> Records for the task
◇ ◇ ◇ ◇ ◇ ◇ ◇
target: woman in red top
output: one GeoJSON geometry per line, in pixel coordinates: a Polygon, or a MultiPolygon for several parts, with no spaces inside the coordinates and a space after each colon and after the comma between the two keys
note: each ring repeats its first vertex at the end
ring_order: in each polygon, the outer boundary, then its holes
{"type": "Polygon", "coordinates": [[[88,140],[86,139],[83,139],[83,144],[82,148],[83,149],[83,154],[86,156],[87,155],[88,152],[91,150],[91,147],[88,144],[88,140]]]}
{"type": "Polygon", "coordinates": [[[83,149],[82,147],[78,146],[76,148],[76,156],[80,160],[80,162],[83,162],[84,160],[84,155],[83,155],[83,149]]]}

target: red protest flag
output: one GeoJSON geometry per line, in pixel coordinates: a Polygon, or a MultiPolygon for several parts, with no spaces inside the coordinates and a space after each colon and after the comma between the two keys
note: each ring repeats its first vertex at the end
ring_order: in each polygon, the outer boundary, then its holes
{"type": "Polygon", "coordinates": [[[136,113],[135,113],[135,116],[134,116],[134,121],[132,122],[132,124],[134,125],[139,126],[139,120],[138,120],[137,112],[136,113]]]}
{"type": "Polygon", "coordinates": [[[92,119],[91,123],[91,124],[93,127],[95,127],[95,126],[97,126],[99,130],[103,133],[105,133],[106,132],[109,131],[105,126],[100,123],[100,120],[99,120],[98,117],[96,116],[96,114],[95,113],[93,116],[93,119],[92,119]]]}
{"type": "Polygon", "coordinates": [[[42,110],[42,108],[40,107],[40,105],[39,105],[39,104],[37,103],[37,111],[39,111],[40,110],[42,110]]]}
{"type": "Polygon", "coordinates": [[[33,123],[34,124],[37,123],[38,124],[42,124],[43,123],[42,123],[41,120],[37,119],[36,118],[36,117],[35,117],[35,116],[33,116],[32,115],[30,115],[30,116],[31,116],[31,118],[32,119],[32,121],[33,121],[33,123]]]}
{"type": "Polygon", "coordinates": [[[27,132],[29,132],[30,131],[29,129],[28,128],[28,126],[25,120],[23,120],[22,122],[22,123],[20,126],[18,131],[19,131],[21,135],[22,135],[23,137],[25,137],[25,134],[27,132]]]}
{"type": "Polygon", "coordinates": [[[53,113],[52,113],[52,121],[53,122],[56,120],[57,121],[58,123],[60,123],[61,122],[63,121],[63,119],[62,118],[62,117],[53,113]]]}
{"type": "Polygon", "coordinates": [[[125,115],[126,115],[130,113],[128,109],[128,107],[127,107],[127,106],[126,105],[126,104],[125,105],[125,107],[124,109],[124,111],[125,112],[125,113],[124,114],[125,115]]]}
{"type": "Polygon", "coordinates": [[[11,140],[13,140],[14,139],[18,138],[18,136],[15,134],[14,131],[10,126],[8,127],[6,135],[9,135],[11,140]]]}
◇ ◇ ◇ ◇ ◇ ◇ ◇
> Problem to solve
Put every row above into a two-column CSV with the headers "prompt" and "geometry": one line per row, holding its text and its answer, each as a single quoted field with line breaks replaced by spaces.

> Answer to the task
prompt,geometry
"target: woman in red top output: one GeoJSON geometry per line, in pixel coordinates: a Polygon, or a MultiPolygon for several parts, with no spaces inside the coordinates and a space after each colon and after the comma between the two keys note: each ring repeats its first vertex at the end ring_order: in each polygon, the outer boundary, then its holes","{""type"": ""Polygon"", ""coordinates"": [[[88,140],[86,139],[83,139],[83,144],[82,148],[83,149],[83,154],[86,156],[87,155],[88,152],[91,150],[91,147],[88,144],[88,140]]]} {""type"": ""Polygon"", ""coordinates"": [[[83,149],[82,147],[78,146],[76,148],[76,156],[80,160],[80,162],[83,162],[84,160],[84,155],[83,155],[83,149]]]}"
"target: red protest flag output: one GeoJSON geometry per line, in pixel coordinates: a Polygon, or a MultiPolygon for several parts, with no spaces inside the coordinates and a space after each colon and after the comma between the two keys note: each ring repeats its first vertex at the end ring_order: in each polygon, the outer boundary, then its holes","{""type"": ""Polygon"", ""coordinates"": [[[136,113],[135,113],[135,116],[134,116],[134,121],[132,122],[132,124],[134,125],[139,126],[139,120],[138,120],[137,112],[136,113]]]} {""type"": ""Polygon"", ""coordinates"": [[[92,119],[91,123],[91,124],[93,127],[95,127],[95,126],[97,126],[99,130],[103,133],[105,133],[106,132],[109,131],[105,126],[100,123],[100,120],[99,120],[98,117],[96,116],[96,114],[95,113],[93,116],[93,119],[92,119]]]} {""type"": ""Polygon"", ""coordinates"": [[[42,110],[42,108],[40,107],[40,105],[39,105],[39,104],[37,103],[37,111],[39,111],[40,110],[42,110]]]} {""type"": ""Polygon"", ""coordinates"": [[[33,123],[34,124],[37,123],[38,124],[42,124],[43,123],[42,123],[41,120],[37,119],[36,118],[36,117],[35,117],[35,116],[33,116],[32,115],[30,115],[30,116],[31,116],[31,118],[32,119],[32,121],[33,121],[33,123]]]} {""type"": ""Polygon"", ""coordinates"": [[[27,132],[29,132],[30,131],[29,129],[28,128],[28,126],[25,120],[23,120],[22,122],[22,123],[20,126],[18,131],[19,131],[21,135],[22,135],[23,137],[25,137],[25,134],[27,132]]]} {""type"": ""Polygon"", ""coordinates"": [[[53,113],[52,113],[52,121],[53,122],[56,120],[57,121],[58,123],[60,123],[61,122],[63,121],[63,119],[62,118],[62,117],[53,113]]]} {""type"": ""Polygon"", ""coordinates"": [[[125,115],[126,115],[130,113],[128,109],[128,107],[127,107],[127,106],[126,105],[126,104],[125,105],[125,107],[124,109],[124,111],[125,112],[125,113],[124,114],[125,115]]]} {""type"": ""Polygon"", ""coordinates"": [[[11,140],[13,140],[14,139],[18,138],[18,136],[15,134],[14,131],[10,126],[8,127],[6,135],[9,135],[11,140]]]}"